▸ **YANG HARUS DIKERJAKAN**:
Tulis kembali semua entri mulai dari baris yang memuat "of the asphalt" sampai akhir entri, dengan mengganti "thickest" menjadi "widest". Bagian lain tidak boleh diubah.

********************

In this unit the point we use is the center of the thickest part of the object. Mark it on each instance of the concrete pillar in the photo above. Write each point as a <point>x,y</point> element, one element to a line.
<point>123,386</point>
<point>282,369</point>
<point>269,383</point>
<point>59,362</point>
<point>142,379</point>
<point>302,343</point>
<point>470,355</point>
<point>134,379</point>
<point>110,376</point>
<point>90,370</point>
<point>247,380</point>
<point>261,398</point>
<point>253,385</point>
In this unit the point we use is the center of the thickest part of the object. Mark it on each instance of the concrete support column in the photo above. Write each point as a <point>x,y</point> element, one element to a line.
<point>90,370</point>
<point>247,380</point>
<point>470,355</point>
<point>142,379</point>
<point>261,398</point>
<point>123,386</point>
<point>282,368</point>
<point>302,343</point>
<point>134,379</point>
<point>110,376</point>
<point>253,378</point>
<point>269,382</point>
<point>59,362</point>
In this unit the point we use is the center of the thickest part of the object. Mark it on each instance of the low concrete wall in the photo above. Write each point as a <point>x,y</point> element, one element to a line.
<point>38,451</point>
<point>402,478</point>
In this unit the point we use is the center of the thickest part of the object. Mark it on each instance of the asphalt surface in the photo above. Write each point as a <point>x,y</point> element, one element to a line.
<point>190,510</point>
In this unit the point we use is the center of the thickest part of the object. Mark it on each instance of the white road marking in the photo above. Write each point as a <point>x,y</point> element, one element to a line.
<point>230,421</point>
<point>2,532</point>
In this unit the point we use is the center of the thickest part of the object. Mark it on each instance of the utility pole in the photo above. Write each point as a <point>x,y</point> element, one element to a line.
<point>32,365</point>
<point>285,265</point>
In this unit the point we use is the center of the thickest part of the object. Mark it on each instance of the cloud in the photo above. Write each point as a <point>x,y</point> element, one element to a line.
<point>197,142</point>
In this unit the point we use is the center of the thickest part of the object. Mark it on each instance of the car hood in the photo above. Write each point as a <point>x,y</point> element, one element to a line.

********************

▸ **PENYELESAIAN LATIHAN**:
In this unit the point we use is the center of the widest part of the object. Mark it on each instance of the asphalt surface in the photo above. Write each point as a <point>x,y</point> element, one element to a line.
<point>190,510</point>
In this unit the point we use is the center of the widest part of the object. Mark it on each instance of the white road marking in the photo above. Write each point as a <point>x,y</point> element, one element to a line.
<point>230,421</point>
<point>2,532</point>
In this unit the point we use is the center of the widest part of the object. Mark it on each instance of the utility pole in the photo above. Write each point as a <point>x,y</point> element, one element to a line.
<point>32,365</point>
<point>285,265</point>
In this unit the point we use is the center of the widest part of the object. Mark it on each instance of the cloud in the photo above. Write each point as a <point>x,y</point> element, one element to a line.
<point>197,142</point>
In this unit the point we use is the center of the widest part of the object. Mark it on each instance of the car hood in the photo above. Write each point as a <point>x,y</point> element, one element to a line.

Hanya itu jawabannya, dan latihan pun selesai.